- 文本摘录 -
-------------------------
1

注意:此代码与Some help proving coq function terminates中的代码相似(但不相同) 。在该代码处理相等问题的地方,它试图将这种小语言中的加法扩展为包括对。

Inductive type : Set :=
| Nat
| Bool
| Pair : type -> type -> type.

Inductive numeric: type -> Set :=
| NNat: numeric Nat
| MPair: forall a1 a2, numeric a1 -> numeric a2 -> numeric (Pair a1 a2).

Inductive tbinop : type -> type -> type -> Set :=
| TPlus : forall t, numeric t -> tbinop t t t
| TTimes : forall t, numeric t -> tbinop t t t
| TEq : forall t, tbinop t t Bool
| TLt : tbinop Nat Nat Bool
| TPair : forall in1 in2, tbinop in1 in2 (Pair in1 in2).

Inductive texp : type -> Set :=
| TNConst : nat -> texp Nat
| TBConst : bool -> texp Bool
| TBinop : forall t1 t2 t, tbinop t1 t2 t -> texp t1 -> texp t2 -> texp t.

Fixpoint typeDenote (t : type) : Set :=
  match t with
    | Nat => nat
    | Bool => bool
    | Pair l r => prod (typeDenote l) (typeDenote r)
  end.

Fixpoint typeDepth (t: type): nat :=
  match t with
  | Nat => 1
  | Bool => 1
  | Pair A B => 1 + Nat.max (typeDepth A) (typeDepth B)
  end.

Program Fixpoint tbinopDepth arg1 arg2 res (b: tbinop arg1 arg2 res)
{measure (Nat.max (typeDepth arg1) (typeDepth arg2))}
  : nat :=
match b with
| TPlus _ => 1
| TTimes _ => 1
| TEq Nat => 1
| TEq Bool => 1
| TEq (Pair A B) => tbinopDepth (TPair A B)
| TLt => 1
| TPair A B => 1 + Nat.max (typeDepth A) (typeDepth B)
end.
Next Obligation.
simpl.
rewrite Nat.max_idempotent.
omega.
Qed.

Eval compute in tbinopDepth (TEq (Pair Nat Nat)). (* 2 *)
Eval compute in tbinopDepth (TEq Nat). (* 1 *)

Program Fixpoint tbinopDenote arg1 arg2 res (b : tbinop arg1 arg2 res)
  {measure (tbinopDepth b)} : typeDenote arg1 -> typeDenote arg2 -> typeDenote res :=
  match b with
    | TPlus MNat => fun (a:typeDenote Nat) (b:typeDenote Nat) => plus a b : typeDenote Nat
    | TPlus (MPair A B) => fun (a:typeDenote (Pair A B)) (b:typeDenote (Pair A B)) =>
        match a, b with
        | (x1, x2), (y1, y2) => (x1 + y1, x2 + y2)
-------------------------
- 记录摘录 -
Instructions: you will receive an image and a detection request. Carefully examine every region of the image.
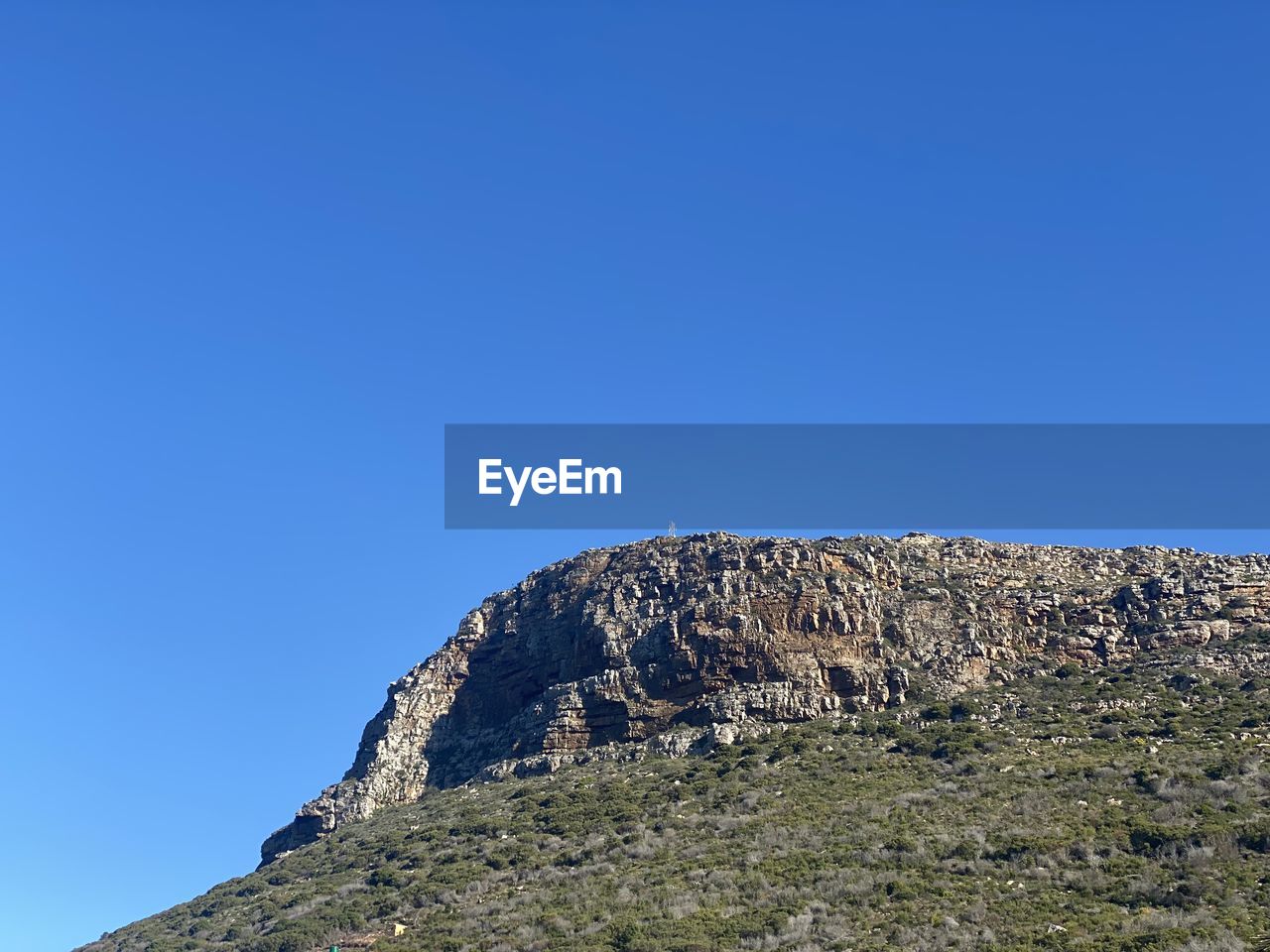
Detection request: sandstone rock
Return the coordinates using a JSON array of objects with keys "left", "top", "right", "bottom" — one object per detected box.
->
[{"left": 262, "top": 534, "right": 1270, "bottom": 862}]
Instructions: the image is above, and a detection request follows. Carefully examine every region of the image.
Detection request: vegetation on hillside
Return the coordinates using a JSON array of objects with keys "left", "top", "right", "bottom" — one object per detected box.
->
[{"left": 90, "top": 632, "right": 1270, "bottom": 952}]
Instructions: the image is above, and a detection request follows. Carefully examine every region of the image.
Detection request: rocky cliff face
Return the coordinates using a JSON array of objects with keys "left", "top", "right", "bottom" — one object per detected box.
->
[{"left": 262, "top": 534, "right": 1270, "bottom": 862}]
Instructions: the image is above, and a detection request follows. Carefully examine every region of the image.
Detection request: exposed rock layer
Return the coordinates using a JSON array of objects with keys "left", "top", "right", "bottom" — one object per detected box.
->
[{"left": 262, "top": 534, "right": 1270, "bottom": 862}]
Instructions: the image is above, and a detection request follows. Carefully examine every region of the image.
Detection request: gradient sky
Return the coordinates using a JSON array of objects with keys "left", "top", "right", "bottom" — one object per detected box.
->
[{"left": 0, "top": 7, "right": 1270, "bottom": 952}]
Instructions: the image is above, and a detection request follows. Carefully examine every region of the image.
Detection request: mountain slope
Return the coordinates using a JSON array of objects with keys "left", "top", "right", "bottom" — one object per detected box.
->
[
  {"left": 262, "top": 534, "right": 1270, "bottom": 863},
  {"left": 86, "top": 626, "right": 1270, "bottom": 952}
]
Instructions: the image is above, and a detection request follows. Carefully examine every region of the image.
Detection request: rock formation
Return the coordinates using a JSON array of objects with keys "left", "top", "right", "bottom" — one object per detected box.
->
[{"left": 262, "top": 534, "right": 1270, "bottom": 863}]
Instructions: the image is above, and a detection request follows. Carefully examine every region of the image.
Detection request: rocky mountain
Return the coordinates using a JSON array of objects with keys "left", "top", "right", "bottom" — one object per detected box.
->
[{"left": 262, "top": 534, "right": 1270, "bottom": 866}]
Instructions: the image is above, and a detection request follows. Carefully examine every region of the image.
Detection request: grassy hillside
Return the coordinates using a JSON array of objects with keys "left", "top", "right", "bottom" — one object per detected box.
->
[{"left": 89, "top": 632, "right": 1270, "bottom": 952}]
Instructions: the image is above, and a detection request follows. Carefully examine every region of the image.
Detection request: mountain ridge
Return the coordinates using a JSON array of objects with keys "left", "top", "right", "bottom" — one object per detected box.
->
[{"left": 262, "top": 534, "right": 1270, "bottom": 866}]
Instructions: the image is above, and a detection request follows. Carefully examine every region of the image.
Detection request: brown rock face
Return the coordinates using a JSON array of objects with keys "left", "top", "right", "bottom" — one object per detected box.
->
[{"left": 262, "top": 534, "right": 1270, "bottom": 862}]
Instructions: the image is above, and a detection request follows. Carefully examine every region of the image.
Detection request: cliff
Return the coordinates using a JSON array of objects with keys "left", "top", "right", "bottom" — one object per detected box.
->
[{"left": 262, "top": 534, "right": 1270, "bottom": 863}]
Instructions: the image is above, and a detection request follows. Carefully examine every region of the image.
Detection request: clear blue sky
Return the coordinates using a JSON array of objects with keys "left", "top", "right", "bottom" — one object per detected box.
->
[{"left": 0, "top": 0, "right": 1270, "bottom": 952}]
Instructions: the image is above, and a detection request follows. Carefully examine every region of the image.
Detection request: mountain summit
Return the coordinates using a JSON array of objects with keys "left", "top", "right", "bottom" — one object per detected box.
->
[{"left": 260, "top": 534, "right": 1270, "bottom": 866}]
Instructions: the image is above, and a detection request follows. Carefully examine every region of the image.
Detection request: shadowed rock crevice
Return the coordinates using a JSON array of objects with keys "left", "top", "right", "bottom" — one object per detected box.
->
[{"left": 262, "top": 534, "right": 1270, "bottom": 862}]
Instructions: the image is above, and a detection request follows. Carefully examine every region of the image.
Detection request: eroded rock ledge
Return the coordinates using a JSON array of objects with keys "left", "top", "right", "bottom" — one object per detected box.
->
[{"left": 260, "top": 534, "right": 1270, "bottom": 863}]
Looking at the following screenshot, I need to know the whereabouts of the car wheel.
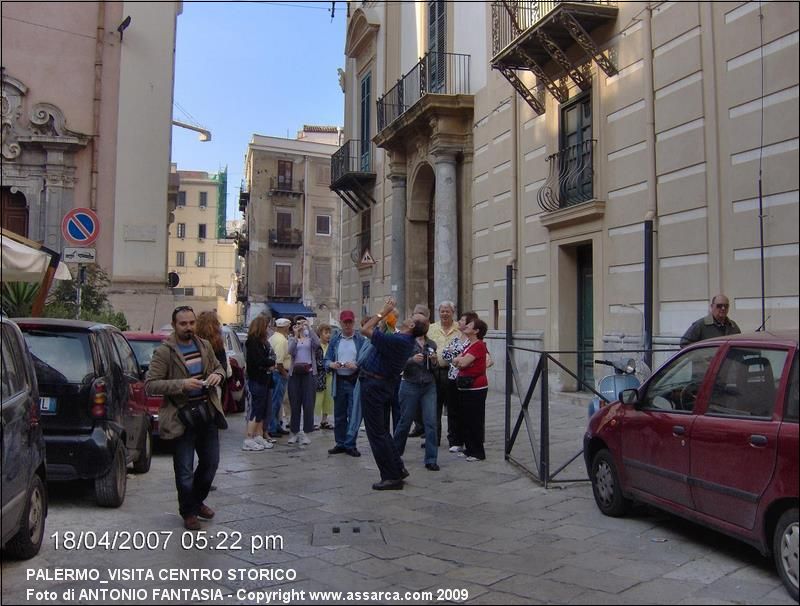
[133,423,153,473]
[94,444,128,507]
[591,449,631,518]
[5,475,47,560]
[772,507,800,600]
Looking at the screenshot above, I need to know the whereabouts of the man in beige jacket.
[145,306,227,530]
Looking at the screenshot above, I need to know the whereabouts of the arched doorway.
[0,187,28,238]
[406,162,436,310]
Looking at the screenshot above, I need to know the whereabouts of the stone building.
[237,125,341,323]
[331,0,800,384]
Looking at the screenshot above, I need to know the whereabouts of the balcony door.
[559,91,593,206]
[427,0,447,93]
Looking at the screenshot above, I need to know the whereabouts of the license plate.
[39,396,56,415]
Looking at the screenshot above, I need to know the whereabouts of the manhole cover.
[311,520,386,547]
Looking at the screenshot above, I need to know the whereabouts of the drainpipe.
[89,2,106,210]
[642,2,658,368]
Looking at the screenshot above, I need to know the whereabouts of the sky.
[172,0,347,220]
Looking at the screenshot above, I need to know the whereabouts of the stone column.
[433,151,458,312]
[389,166,406,316]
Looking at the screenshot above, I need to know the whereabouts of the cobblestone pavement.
[2,394,793,604]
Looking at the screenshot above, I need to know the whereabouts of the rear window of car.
[128,341,161,366]
[25,330,94,384]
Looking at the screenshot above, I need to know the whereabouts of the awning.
[267,301,317,318]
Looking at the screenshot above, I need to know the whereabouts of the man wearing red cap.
[325,309,367,457]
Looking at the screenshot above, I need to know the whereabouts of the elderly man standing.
[269,318,292,438]
[681,295,742,347]
[325,309,367,457]
[145,305,227,530]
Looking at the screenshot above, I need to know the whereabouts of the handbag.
[178,400,211,429]
[456,376,475,389]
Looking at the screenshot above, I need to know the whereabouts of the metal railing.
[269,228,303,247]
[267,282,303,299]
[536,139,597,212]
[378,51,470,131]
[331,139,375,183]
[492,0,617,56]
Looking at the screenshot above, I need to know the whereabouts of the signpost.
[61,208,100,320]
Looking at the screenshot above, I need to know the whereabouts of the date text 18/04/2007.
[50,530,283,554]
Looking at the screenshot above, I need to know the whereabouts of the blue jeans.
[343,381,364,448]
[333,377,356,448]
[172,423,219,518]
[358,376,403,480]
[394,381,438,465]
[269,370,287,433]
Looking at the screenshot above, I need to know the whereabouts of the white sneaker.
[253,436,274,450]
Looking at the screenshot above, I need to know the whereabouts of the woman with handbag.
[242,315,275,451]
[453,318,489,461]
[286,316,320,446]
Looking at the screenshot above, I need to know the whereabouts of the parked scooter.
[589,358,642,419]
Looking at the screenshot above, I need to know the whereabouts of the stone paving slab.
[0,394,792,604]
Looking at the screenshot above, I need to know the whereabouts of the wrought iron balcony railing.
[378,51,470,131]
[269,228,303,248]
[331,139,375,184]
[267,282,303,299]
[492,0,617,56]
[536,139,597,212]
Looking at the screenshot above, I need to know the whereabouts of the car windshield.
[128,341,161,366]
[25,330,94,384]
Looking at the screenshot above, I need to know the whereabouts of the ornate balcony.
[269,177,305,198]
[269,229,303,248]
[267,282,303,301]
[330,139,375,213]
[491,0,619,115]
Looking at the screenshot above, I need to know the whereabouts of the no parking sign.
[61,208,100,246]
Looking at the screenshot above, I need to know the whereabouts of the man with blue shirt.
[358,297,427,490]
[325,309,367,457]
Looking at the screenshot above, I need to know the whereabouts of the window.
[642,347,717,412]
[708,347,786,419]
[359,73,372,173]
[278,160,294,190]
[317,215,331,236]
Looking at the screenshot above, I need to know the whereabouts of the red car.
[123,331,167,438]
[584,331,800,600]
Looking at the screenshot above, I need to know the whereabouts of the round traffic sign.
[61,208,100,246]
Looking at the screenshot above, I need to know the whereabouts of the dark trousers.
[358,375,403,480]
[333,377,356,448]
[458,389,489,459]
[289,372,317,433]
[172,423,219,518]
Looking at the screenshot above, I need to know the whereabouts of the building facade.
[2,2,182,327]
[331,0,800,388]
[237,126,341,322]
[169,164,237,324]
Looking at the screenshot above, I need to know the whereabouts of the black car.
[0,316,47,560]
[16,318,152,507]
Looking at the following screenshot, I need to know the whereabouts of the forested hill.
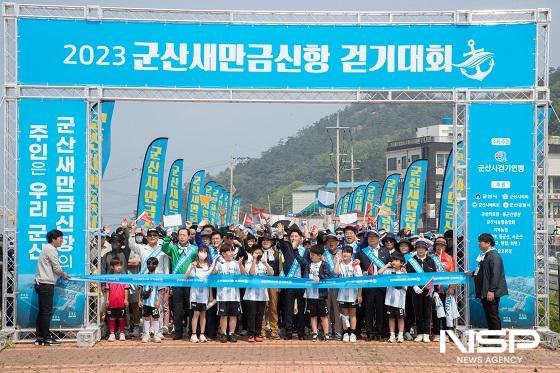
[210,69,560,214]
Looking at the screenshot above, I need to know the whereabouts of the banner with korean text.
[136,137,168,226]
[187,170,206,223]
[467,103,536,328]
[399,159,428,234]
[17,99,89,328]
[350,185,366,212]
[364,181,379,216]
[17,18,537,89]
[163,159,183,215]
[377,174,401,233]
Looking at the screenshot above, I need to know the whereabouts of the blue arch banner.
[18,18,537,89]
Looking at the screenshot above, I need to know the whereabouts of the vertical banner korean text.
-------------------------
- 任务列表 -
- A) 按这段 Coq 代码中的注释,tbinopDepth (TEq (Pair Nat Nat)) 的计算结果是多少?
- B) 请从这段 Coq 代码中含有“Inductive tbinop : type”的那句开始,到“t2 -> texp t.”为止重写该部分,其中“texp”一律替换为“expr”。

- 任务解答 -
- A) 2

- B)
Inductive tbinop : type -> type -> type -> Set :=
| TPlus : forall t, numeric t -> tbinop t t t
| TTimes : forall t, numeric t -> tbinop t t t
| TEq : forall t, tbinop t t Bool
| TLt : tbinop Nat Nat Bool
| TPair : forall in1 in2, tbinop in1 in2 (Pair in1 in2).

Inductive expr : type -> Set :=
| TNConst : nat -> expr Nat
| TBConst : bool -> expr Bool
| TBinop : forall t1 t2 t, tbinop t1 t2 t -> expr t1 -> expr t2 -> expr t.